**TASK TO CARRY OUT**
Please report every line in the material below where the word "blade" is found.

**SUPPLIED RECORDS**
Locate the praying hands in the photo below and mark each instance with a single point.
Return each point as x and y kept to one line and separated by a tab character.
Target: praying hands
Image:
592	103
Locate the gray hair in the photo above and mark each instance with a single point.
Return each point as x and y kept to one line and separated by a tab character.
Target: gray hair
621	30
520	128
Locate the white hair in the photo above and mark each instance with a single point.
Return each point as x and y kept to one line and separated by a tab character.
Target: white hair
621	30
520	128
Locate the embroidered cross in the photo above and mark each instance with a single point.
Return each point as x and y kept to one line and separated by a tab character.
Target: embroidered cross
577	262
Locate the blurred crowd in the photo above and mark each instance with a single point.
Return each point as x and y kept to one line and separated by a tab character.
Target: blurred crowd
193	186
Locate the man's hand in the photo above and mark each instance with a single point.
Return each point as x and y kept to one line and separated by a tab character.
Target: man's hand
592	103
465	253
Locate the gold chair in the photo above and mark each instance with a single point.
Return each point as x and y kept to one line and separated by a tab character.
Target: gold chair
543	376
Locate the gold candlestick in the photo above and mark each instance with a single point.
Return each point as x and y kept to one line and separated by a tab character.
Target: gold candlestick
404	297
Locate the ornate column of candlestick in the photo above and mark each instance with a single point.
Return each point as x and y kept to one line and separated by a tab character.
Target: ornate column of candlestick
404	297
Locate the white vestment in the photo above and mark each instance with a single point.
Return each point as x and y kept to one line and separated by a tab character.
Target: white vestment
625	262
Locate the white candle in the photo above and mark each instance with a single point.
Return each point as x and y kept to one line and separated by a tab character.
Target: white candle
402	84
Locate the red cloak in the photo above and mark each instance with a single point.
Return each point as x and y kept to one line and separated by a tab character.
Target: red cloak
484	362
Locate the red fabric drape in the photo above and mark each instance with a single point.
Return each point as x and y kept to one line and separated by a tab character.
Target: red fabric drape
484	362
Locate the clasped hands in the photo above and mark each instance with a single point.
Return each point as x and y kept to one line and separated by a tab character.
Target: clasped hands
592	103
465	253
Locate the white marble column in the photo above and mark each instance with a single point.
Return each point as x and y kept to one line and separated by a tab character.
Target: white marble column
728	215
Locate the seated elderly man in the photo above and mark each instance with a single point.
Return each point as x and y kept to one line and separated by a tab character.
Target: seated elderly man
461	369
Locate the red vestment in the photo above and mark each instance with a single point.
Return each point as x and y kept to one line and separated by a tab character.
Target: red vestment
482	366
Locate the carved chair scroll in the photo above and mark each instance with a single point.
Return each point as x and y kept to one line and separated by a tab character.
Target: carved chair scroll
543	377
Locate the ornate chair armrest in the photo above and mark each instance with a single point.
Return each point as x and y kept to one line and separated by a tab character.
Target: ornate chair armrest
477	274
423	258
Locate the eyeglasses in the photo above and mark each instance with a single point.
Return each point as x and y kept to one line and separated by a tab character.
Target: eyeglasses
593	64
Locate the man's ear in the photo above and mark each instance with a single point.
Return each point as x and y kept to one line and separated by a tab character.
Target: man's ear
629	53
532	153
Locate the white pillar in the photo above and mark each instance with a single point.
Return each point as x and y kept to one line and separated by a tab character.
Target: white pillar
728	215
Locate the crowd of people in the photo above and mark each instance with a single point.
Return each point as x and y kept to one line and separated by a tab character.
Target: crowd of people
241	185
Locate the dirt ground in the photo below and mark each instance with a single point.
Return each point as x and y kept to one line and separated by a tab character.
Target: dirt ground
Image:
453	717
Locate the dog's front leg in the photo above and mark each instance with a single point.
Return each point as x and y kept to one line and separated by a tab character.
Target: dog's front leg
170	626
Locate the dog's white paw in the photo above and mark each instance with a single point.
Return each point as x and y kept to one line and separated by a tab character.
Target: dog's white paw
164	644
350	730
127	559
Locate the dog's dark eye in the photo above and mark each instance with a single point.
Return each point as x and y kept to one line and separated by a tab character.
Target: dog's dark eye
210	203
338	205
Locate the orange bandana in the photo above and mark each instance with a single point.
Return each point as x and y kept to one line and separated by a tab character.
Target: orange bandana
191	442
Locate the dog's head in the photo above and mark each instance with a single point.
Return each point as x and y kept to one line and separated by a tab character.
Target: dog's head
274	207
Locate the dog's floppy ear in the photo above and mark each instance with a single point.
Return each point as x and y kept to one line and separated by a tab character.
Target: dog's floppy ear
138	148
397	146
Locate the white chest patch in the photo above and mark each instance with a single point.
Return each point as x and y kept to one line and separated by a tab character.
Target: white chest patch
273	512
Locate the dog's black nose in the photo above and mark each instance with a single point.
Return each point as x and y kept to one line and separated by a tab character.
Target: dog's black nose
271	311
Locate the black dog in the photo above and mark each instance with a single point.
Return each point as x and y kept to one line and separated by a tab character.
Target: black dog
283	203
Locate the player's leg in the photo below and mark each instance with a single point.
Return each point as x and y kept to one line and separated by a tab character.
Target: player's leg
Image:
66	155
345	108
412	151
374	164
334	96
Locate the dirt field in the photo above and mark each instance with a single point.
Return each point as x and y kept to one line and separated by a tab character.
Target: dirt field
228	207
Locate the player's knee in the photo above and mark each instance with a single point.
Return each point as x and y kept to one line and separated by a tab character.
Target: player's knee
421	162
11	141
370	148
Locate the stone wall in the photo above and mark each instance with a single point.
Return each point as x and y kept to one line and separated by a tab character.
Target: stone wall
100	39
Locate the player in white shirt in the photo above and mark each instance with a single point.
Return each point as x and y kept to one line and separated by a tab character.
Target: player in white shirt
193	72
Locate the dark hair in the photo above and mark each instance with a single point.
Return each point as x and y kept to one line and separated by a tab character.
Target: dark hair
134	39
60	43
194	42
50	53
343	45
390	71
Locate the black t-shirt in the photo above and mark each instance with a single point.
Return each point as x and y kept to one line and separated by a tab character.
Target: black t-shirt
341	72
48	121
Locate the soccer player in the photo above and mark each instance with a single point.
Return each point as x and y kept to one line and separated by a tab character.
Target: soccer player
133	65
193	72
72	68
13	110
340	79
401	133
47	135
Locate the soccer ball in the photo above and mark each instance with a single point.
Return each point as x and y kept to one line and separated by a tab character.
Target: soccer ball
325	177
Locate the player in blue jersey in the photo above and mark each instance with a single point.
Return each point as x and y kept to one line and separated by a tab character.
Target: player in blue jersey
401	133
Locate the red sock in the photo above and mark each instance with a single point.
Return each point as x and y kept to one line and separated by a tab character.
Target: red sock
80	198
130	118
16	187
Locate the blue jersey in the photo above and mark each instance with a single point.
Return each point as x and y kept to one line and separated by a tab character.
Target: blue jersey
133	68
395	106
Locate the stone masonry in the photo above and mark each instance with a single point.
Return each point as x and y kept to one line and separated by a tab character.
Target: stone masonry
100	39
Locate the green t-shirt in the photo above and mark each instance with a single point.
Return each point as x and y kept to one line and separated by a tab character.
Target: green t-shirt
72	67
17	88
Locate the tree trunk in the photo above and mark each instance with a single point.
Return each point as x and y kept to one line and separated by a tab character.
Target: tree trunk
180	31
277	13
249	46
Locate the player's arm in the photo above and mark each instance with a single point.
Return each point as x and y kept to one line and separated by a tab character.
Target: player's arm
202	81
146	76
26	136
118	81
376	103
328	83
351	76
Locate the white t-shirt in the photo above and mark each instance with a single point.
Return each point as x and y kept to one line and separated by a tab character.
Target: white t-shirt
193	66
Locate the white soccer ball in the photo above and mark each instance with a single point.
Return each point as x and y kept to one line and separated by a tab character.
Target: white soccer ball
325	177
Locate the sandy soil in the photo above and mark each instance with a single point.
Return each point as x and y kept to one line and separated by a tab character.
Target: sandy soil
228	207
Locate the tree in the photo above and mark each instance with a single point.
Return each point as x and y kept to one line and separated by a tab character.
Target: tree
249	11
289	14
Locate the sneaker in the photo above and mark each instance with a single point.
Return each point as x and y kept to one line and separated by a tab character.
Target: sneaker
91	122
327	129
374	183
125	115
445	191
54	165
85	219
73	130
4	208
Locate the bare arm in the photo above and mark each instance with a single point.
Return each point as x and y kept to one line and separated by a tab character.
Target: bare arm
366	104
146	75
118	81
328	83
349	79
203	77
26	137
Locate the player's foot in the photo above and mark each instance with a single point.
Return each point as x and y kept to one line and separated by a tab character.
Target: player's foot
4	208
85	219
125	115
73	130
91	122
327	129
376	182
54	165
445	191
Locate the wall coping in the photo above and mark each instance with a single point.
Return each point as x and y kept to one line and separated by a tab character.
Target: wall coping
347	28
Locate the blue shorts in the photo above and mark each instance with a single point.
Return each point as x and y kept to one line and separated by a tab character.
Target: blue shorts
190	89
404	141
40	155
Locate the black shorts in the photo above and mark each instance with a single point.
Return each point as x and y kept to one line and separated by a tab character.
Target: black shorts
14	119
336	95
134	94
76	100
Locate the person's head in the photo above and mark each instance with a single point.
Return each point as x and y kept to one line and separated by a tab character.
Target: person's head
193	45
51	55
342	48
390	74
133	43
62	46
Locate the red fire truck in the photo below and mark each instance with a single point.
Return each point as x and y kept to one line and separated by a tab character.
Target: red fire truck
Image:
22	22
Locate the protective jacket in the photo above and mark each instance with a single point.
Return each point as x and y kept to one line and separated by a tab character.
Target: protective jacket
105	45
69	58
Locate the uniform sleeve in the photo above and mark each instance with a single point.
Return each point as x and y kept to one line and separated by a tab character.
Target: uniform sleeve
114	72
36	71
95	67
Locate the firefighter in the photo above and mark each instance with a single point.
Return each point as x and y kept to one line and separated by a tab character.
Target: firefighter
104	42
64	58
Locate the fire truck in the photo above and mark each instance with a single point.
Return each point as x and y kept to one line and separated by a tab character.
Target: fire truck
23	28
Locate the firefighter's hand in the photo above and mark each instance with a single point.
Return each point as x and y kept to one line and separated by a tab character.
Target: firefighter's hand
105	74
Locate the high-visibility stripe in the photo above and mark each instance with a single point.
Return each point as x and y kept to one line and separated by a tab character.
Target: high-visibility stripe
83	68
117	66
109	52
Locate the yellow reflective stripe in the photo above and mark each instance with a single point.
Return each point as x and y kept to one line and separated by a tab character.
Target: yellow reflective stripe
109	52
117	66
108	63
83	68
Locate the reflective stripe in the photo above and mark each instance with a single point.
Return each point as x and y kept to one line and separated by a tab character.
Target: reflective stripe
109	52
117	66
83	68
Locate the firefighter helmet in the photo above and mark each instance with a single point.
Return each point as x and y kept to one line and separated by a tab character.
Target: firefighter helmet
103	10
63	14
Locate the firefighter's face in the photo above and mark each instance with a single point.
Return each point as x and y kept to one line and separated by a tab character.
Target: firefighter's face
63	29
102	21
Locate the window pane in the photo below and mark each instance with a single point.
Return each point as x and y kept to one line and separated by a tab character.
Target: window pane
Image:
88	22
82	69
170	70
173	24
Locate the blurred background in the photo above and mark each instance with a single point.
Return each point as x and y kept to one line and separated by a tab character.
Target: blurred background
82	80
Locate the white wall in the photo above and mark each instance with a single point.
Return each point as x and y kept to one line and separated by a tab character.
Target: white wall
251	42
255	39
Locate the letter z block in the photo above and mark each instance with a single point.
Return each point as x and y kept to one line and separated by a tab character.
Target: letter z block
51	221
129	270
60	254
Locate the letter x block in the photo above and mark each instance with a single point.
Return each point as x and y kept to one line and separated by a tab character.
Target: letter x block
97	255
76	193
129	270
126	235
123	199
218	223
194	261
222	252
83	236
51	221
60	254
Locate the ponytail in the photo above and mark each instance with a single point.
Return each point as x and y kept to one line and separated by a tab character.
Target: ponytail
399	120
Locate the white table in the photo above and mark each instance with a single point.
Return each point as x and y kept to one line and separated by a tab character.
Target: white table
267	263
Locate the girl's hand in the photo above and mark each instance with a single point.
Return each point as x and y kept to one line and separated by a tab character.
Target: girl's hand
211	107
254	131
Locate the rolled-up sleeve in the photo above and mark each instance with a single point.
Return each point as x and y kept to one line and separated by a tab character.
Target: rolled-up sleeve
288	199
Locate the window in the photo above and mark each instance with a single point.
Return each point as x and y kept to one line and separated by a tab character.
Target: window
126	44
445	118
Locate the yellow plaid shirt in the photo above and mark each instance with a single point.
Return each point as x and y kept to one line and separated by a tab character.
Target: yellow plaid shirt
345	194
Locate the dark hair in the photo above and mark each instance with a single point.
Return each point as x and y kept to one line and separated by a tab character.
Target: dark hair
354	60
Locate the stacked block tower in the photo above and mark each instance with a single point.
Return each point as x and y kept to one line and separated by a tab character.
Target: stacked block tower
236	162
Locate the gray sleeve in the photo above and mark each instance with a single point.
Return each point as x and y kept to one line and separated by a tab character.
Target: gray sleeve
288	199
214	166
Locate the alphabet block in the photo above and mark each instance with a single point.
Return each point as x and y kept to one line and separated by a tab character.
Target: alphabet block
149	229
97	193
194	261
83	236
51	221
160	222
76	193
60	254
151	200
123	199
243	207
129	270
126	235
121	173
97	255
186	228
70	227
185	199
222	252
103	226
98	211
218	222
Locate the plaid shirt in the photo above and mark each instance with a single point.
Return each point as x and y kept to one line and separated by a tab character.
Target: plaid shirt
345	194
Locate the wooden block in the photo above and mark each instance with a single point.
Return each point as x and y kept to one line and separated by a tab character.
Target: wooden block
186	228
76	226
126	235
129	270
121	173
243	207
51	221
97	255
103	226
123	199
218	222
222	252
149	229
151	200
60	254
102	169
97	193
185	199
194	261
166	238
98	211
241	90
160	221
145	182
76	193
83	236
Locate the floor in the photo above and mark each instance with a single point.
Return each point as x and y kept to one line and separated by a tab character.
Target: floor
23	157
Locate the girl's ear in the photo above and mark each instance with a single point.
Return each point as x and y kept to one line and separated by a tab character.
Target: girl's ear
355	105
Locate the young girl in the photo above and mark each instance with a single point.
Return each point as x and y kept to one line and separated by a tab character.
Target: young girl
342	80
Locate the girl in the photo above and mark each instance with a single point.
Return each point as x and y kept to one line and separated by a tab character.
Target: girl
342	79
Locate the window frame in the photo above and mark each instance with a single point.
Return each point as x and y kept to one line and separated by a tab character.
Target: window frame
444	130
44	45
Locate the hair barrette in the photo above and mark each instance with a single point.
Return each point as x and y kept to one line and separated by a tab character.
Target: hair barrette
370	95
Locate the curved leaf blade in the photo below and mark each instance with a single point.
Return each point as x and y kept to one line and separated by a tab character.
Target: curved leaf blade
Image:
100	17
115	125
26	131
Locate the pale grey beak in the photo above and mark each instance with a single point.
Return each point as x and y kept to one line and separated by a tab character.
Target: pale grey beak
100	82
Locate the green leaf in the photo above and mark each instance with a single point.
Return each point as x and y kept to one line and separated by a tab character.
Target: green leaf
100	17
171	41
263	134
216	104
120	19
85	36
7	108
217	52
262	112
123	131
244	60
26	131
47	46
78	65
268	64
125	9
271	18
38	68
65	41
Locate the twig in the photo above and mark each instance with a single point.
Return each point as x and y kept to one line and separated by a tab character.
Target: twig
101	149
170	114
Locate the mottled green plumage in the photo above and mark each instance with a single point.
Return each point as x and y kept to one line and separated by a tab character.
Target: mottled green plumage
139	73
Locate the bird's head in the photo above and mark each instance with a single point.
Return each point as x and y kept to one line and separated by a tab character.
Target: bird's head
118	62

**RESULT FOR THIS TASK**
Locate the curved leaf blade in the photo below and mark each instance with a single point.
Target: curved leaf blade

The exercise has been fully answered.